____ Information supplied
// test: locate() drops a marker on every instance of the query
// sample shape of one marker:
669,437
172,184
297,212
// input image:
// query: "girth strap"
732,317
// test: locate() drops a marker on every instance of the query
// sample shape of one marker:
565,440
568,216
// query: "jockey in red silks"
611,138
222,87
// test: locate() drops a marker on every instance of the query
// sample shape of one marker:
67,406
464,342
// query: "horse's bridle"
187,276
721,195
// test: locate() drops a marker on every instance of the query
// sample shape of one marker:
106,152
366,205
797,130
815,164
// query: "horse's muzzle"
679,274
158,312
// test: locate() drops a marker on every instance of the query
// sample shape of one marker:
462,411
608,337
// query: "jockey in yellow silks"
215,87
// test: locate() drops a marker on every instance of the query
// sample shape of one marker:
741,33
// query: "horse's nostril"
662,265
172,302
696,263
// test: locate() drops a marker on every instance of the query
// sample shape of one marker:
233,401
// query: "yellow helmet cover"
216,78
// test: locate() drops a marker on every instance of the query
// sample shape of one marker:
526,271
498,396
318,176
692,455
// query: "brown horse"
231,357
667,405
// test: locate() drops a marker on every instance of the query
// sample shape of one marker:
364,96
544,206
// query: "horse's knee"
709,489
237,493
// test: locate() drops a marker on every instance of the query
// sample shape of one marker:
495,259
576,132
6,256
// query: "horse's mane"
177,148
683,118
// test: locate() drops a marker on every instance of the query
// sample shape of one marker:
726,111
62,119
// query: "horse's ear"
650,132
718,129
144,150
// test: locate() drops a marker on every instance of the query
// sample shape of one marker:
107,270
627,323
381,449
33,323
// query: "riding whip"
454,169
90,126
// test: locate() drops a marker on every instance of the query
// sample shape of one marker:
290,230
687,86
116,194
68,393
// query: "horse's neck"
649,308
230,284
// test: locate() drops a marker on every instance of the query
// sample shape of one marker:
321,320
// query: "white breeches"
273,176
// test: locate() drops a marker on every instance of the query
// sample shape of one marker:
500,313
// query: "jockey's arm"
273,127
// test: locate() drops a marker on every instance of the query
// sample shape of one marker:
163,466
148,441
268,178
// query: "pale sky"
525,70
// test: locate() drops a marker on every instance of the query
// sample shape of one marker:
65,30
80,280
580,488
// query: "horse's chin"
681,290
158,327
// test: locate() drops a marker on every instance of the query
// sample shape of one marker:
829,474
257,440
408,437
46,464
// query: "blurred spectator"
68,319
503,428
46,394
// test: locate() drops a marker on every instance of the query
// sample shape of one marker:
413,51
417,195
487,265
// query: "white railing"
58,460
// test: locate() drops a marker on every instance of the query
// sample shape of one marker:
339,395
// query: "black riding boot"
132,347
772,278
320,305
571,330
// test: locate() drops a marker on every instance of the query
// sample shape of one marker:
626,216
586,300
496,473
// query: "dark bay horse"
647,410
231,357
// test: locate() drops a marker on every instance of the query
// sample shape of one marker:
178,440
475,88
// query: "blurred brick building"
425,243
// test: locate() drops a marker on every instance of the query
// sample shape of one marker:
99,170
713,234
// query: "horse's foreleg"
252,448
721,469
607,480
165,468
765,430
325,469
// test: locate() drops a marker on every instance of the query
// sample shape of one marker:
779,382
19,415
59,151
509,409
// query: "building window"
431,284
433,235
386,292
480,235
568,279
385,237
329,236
________
Brief:
Set down every line of the listing above again, exactly as given.

Task solution:
// test: locate() drops a marker on every instance of the query
// sample shape of one marker:
669,437
172,184
297,212
// input image:
// query: "girth strap"
732,317
// test: locate() drops a marker on every instance of the query
// sample shape of one marker:
565,440
568,216
// query: "jockey in red silks"
611,138
222,87
// test: locate() drops a marker on every instance of the query
// sample shape of one marker:
67,406
464,342
// query: "horse's bridle"
187,276
721,195
// test: locate() drops a marker on every instance of the query
// sample shape of one marker:
106,152
366,205
797,130
815,164
// query: "horse's muzzle"
679,274
158,312
// test: locate() drops a marker on every instance of the query
// sample shape of one marker:
462,411
608,337
// query: "jockey in yellow silks"
215,87
// test: locate() drops a marker on every instance of the query
// sample shape of one marker:
741,33
// query: "horse's nostril"
662,265
172,302
696,263
// test: locate() drops a marker on every instance of the query
// sample shape of one marker:
233,401
// query: "yellow helmet cover"
216,78
// test: locate() drops a marker on every instance of the query
// sample shape of one marker:
526,271
498,396
318,176
692,455
// query: "brown horse"
231,357
667,405
// test: locate() drops a marker on every instance of the query
// sample shape of one marker:
364,96
544,206
// query: "horse's knee"
709,489
237,493
// test: locate() drops a marker on every instance of the query
// sample shape of one marker:
495,259
576,132
6,256
// query: "horse's mane"
177,148
683,118
// test: locate() drops a marker on every instance of the query
// sample shape of one marker:
726,111
62,119
// query: "horse's ear"
650,132
718,129
144,150
// test: locate() drops a marker on every instance of the query
// sample shape of one marker:
107,270
627,323
381,449
33,323
// query: "riding whip"
454,169
90,126
// test: locate() drops a marker on every instance of the query
// sample shape of one marker:
290,230
687,86
116,194
68,393
// query: "horse's neck"
649,308
230,284
// test: locate() drops a marker on every instance of the query
// sample shape of one marker:
321,320
// query: "white breeches"
273,176
// test: locate() drops a marker on every instance of the query
// sample shape of one marker:
500,313
// query: "jockey's arm"
273,127
// test: locate() drops a marker on every instance of the query
// sample shape of one marker:
163,466
148,441
268,178
// query: "pale sky"
525,70
// test: locate() drops a marker on every instance of the query
// sample shape of one marker:
65,30
80,280
580,488
// query: "horse's chin"
681,290
158,327
// test: locate() drops a marker on every instance of the query
// sample shape of one marker:
829,474
257,440
408,437
46,464
// query: "blurred spectator"
68,319
503,428
46,394
// test: locate() drops a marker on every instance of the query
// sample shape of one marker:
413,51
417,195
487,265
// query: "white railing"
58,460
// test: locate() drops a marker on every instance of the query
// sample shape of one marker:
339,395
// query: "black riding boot"
132,347
772,278
320,305
571,330
// test: locate() drops a marker on every instance of the query
// sample shape of one marker:
626,216
586,300
496,473
// query: "dark bay horse"
647,410
231,357
// test: locate() drops a marker on every instance of the query
// sample shape of one marker:
178,440
475,88
// query: "blurred brick building"
425,243
// test: locate() drops a marker on every instance of the query
// sample shape of one marker:
99,170
713,234
// query: "horse's foreleg"
252,448
721,469
607,480
165,468
765,430
325,469
// test: locate() drops a marker on every instance of the query
// sample shape of one marker:
779,382
19,415
59,151
509,409
// query: "building window"
431,284
433,235
386,292
480,235
568,279
385,237
329,236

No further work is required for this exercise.